## What is required
Rewrite the lines beginning at the one that contains "Labeling tool prompt: highlight every green leaf" and stopping after the one that contains "[7,238,1200,723]", replacing "tight bounding box" with "close-fitting bounding box" and leaving everything else unchanged.

::: Provided records

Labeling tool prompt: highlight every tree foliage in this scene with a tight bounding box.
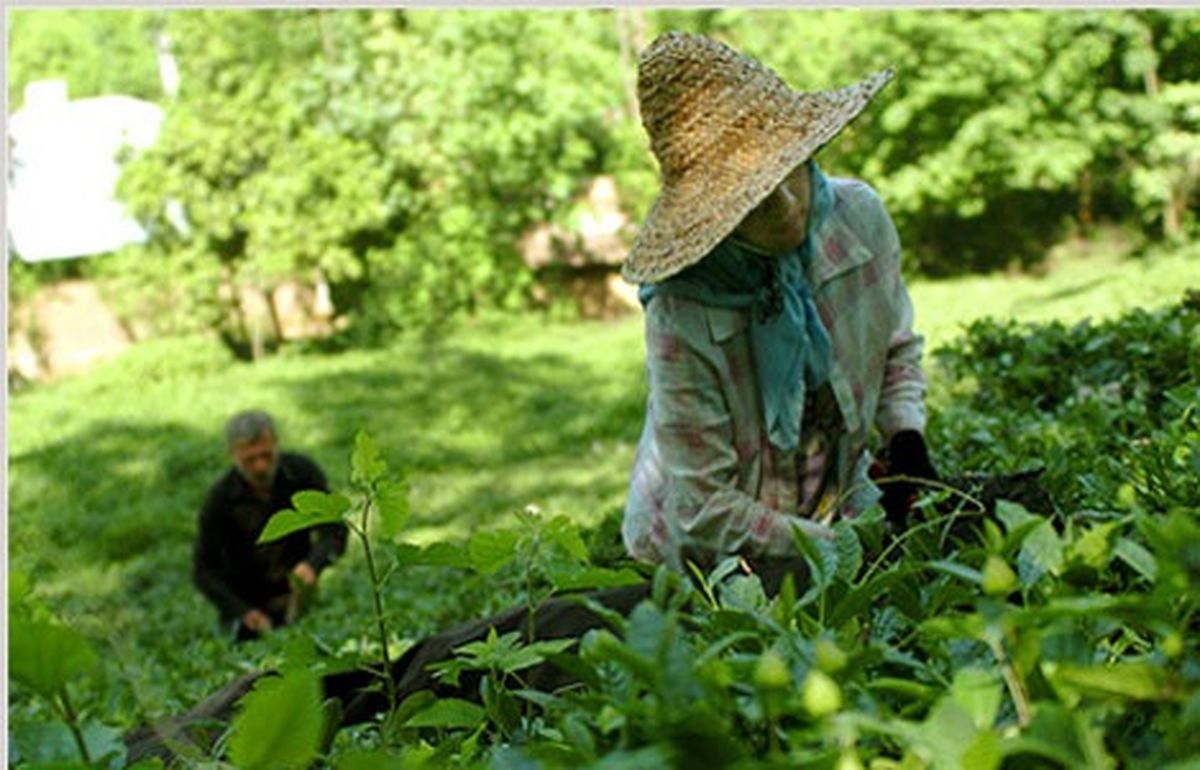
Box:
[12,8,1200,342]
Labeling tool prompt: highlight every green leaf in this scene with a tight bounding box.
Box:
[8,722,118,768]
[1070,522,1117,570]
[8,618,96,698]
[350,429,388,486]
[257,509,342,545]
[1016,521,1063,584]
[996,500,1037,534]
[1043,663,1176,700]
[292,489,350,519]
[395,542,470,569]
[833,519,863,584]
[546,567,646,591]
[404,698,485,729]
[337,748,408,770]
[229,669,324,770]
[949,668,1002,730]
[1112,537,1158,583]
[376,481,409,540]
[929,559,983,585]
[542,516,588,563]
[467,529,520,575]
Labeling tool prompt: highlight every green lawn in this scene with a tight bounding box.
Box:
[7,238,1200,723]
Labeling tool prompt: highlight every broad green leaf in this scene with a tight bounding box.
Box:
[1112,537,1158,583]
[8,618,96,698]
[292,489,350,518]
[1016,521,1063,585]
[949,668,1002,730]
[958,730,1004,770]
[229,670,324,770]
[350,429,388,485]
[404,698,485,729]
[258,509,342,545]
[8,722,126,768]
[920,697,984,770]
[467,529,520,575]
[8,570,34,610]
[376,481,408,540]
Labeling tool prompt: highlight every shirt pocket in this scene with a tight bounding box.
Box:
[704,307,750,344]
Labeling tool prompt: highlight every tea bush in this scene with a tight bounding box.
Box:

::::::

## Task solution
Labeling tool prompt: highlight every green leaf in this scene with a close-fitting bounding box.
Box:
[8,722,118,768]
[1070,522,1117,570]
[8,618,96,698]
[350,429,388,486]
[257,509,342,545]
[1016,521,1063,584]
[996,500,1037,534]
[1043,663,1176,700]
[292,489,350,519]
[395,542,470,569]
[833,519,863,584]
[546,567,646,591]
[404,698,485,729]
[337,748,408,770]
[229,669,324,770]
[949,668,1002,730]
[1112,537,1158,583]
[376,481,409,540]
[929,559,983,585]
[542,516,588,563]
[467,529,520,575]
Labeling tool prompt: highlight every green lawn in this scene with a close-fitting bounding box.
Box:
[7,238,1200,723]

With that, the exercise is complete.